ASSIGNED TASK 1 -
List every keyword argument passed to art.Model in the issue below about results from generate_benchmarks.py and train.py.
ASSIGNED TASK 2 -
In the issue below about results from generate_benchmarks.py and train.py, what function must the model call in generate_benchmarks.py to count as having finished a task?
ASSIGNED TASK 3 -
Please continue the issue below about results from generate_benchmarks.py and train.py, starting right after its last line.

TEXT UNDER STUDY -
= = = = = = =
-
Notifications
You must be signed in to change notification settings - Fork 629
Description
Why does a model trained via MCP show a significant discrepancy in results when tested using generate_benchmarks.py, compared to the outcomes from train.py?
A preliminary investigation indicates that the root cause may be related to the following logic: In generate_benchmarks.py, the model must call the complete_task function to be deemed as having finished a task. However, there is no such logic implemented in train.py. Is this the reason for the large result deviation?
generate_benchmarks.py
qwen3_4b_instruct = art.Model(
name="qwen3-4b-instruct",
project=server,
inference_model_name="qwen3-4b-instruct",
inference_base_url="http://localhost:8082/v1", #http://localhost:8082/v1
inference_api_key="dummy", # API key
inference_timeout=3600,
)
source /*****/miniconda3/bin/activate ART
BASE_MODEL_PATH="/*****/Qwen3-4B-Instruct-2507"
LORA_PATH="/*****/examples/mcp-rl/.art/mcp-agent-training/models/mcp-4b-001/checkpoints/0017"
= = = = = = =
DATA UNDER STUDY -
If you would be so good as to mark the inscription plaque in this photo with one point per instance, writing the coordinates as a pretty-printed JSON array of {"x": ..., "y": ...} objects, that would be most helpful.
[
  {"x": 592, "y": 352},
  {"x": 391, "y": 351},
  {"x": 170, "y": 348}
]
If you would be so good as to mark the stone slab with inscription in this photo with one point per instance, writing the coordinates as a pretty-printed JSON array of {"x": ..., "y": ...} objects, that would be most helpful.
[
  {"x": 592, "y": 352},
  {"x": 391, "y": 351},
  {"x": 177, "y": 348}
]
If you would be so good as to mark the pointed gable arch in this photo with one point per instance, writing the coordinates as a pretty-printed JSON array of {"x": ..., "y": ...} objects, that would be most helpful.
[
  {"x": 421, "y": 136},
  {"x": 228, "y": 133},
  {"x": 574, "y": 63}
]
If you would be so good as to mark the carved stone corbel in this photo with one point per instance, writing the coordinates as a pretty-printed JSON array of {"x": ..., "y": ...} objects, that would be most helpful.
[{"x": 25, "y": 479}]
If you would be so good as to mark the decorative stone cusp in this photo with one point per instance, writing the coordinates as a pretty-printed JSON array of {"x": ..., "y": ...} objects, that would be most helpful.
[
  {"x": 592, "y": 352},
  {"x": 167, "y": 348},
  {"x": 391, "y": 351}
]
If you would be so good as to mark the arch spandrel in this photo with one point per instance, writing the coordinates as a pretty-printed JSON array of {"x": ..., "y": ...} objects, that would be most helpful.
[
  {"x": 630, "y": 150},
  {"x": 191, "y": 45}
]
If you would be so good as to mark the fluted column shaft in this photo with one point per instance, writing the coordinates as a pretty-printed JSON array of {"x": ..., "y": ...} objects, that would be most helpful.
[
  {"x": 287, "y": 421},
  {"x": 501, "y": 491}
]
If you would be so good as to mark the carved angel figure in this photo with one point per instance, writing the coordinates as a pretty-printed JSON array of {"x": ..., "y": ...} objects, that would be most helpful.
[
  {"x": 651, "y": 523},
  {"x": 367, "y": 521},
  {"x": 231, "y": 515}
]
= = = = = = =
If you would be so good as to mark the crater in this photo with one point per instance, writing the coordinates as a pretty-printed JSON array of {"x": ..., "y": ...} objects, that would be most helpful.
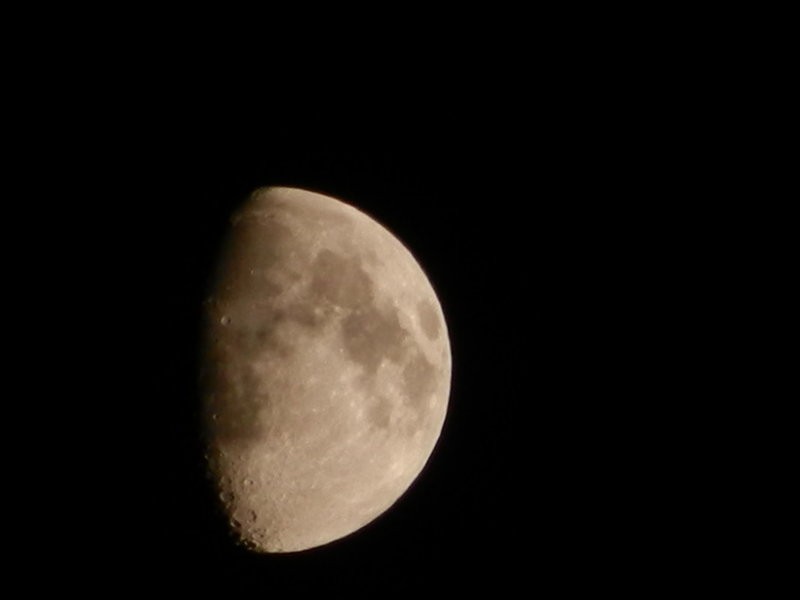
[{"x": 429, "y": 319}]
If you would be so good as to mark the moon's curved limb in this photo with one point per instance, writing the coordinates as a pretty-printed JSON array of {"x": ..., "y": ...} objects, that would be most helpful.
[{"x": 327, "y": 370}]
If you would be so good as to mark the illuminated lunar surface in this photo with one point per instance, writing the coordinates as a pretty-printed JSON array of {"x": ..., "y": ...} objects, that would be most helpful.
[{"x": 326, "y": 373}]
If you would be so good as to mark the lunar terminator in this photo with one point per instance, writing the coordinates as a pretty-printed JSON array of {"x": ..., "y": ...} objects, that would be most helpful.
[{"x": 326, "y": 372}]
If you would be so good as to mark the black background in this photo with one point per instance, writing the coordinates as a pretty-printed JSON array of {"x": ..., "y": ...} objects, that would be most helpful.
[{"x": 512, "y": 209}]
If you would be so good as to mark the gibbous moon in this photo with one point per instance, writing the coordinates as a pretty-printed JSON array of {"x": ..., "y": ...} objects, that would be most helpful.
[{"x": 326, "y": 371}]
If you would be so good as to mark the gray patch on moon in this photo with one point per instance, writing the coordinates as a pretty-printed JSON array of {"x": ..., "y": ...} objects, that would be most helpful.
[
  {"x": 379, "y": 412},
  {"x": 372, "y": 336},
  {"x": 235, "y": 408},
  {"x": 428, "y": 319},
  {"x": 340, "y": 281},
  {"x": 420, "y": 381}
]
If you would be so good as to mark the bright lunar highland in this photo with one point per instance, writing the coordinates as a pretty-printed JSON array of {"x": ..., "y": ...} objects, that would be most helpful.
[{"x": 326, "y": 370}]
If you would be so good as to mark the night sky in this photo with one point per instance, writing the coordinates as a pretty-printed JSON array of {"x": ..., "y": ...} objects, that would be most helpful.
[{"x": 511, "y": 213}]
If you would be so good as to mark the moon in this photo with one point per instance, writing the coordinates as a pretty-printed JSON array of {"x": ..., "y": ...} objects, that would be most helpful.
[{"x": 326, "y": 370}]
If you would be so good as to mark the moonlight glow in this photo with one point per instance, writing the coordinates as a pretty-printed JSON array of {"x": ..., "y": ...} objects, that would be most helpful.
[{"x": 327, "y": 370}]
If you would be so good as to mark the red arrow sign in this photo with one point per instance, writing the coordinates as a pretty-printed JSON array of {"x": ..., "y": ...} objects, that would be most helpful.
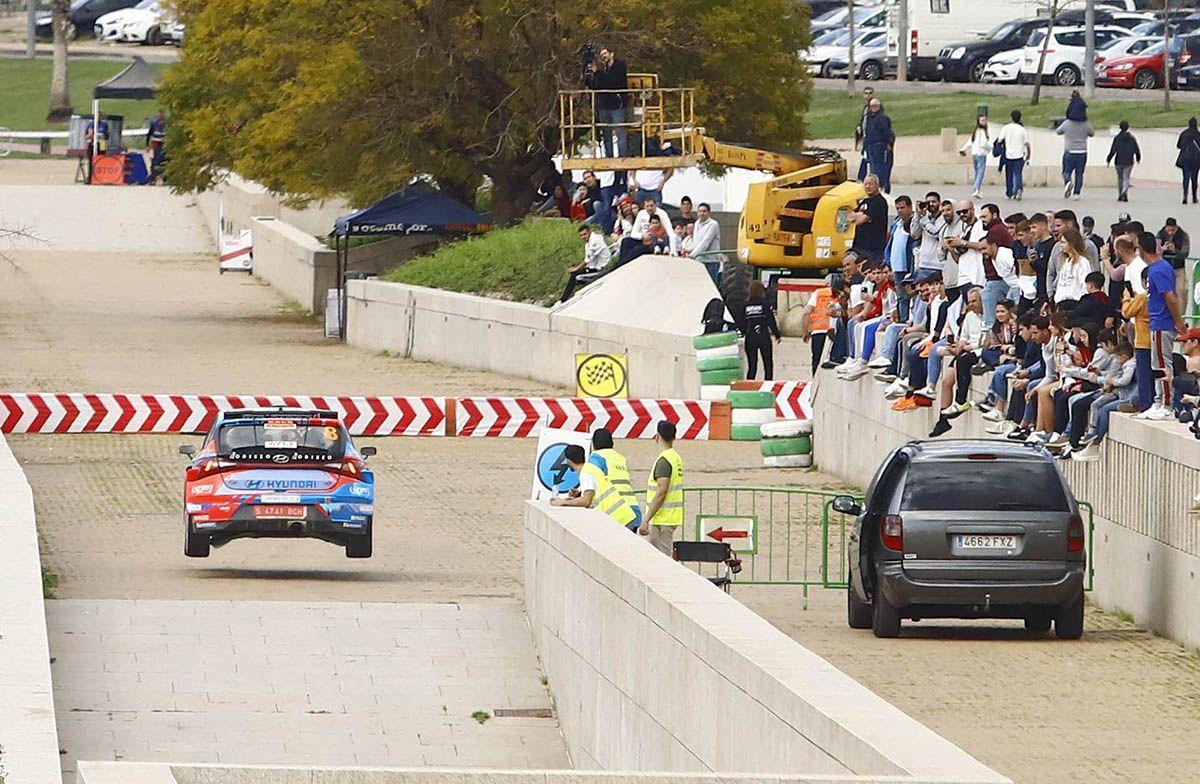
= = = = = = =
RESPONSE AREA 1 -
name, project, inference_model_name, inference_base_url, inference_api_key, inference_timeout

RESPONSE AREA 2 -
complete_task

RESPONSE AREA 3 -
CUDA_VISIBLE_DEVICES=2,3 python -m vllm.entrypoints.openai.api_server \
--model "$BASE_MODEL_PATH" \
--served-model-name "mcp-4b-001-finetuned" \
--enable-lora \
--lora-modules mcp-4b-001="$LORA_PATH" \
--host 0.0.0.0 \
--port 8082 \
--trust-remote-code \
--enable-auto-tool-choice \
--tool-call-parser hermes \
--max-model-len 16384 \
--tensor-parallel-size 2
In the generate_benchmarks.py
mcp-4b-001-finetuned = art.Model(
name="mcp-4b-001-finetuned",
project=server,
inference_model_name="mcp-4b-001-finetuned",
inference_base_url="http://localhost:8082/v1", #http://localhost:8082/v1
inference_api_key="dummy",
inference_timeout=3600)
While this method has a certain degree of effectiveness, there is still a significant gap between its current performance and the validation results obtained during training.
I would like to know: during the training process, is it also mandatory for the model to output the "complete task" tool to be considered a successful completion of the task? Because when I used your benchmark, the trained large model tended not to call the "complete task" tool to end the task, resulting in an evaluation success rate of 0.